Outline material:
--- start ---

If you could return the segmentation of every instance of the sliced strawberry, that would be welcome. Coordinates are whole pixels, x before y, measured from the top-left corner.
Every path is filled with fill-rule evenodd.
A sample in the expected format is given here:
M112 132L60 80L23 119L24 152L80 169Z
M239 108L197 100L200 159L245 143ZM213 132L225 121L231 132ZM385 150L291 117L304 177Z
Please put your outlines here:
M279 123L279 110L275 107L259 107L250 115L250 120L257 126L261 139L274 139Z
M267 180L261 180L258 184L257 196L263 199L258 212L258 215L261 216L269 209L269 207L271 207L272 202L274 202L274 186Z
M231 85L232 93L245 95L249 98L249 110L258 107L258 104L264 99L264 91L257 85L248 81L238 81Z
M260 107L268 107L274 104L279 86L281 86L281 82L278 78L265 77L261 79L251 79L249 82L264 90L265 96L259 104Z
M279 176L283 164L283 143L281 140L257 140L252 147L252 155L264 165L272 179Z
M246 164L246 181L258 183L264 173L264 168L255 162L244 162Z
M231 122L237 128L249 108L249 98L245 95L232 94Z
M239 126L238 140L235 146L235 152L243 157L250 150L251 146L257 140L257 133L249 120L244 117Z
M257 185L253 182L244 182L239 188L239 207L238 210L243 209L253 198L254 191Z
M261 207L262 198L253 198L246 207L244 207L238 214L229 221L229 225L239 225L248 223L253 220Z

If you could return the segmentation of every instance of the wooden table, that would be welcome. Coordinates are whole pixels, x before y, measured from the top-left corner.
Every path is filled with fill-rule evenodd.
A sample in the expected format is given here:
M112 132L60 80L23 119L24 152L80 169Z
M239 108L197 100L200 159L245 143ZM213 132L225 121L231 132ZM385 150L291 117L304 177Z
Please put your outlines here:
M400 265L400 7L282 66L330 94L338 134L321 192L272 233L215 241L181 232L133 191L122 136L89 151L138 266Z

--- end ---

Reproduce the material from its opening line down to the line containing "M279 123L279 110L275", including both of those lines. Keep every character unchanged.

If you could return the segmentation of every instance of the sliced strawberry, that would be welcome. Coordinates are whole pixels, x before y, measured from the top-left corner.
Every path is filled with fill-rule evenodd.
A sample in the expected format is given here:
M112 132L60 80L23 119L24 152L80 169Z
M239 108L197 100L200 159L245 143ZM213 132L225 121L231 132ZM385 150L291 117L304 177Z
Please put your outlines here:
M279 123L279 110L275 107L259 107L250 115L250 120L257 126L261 139L274 139Z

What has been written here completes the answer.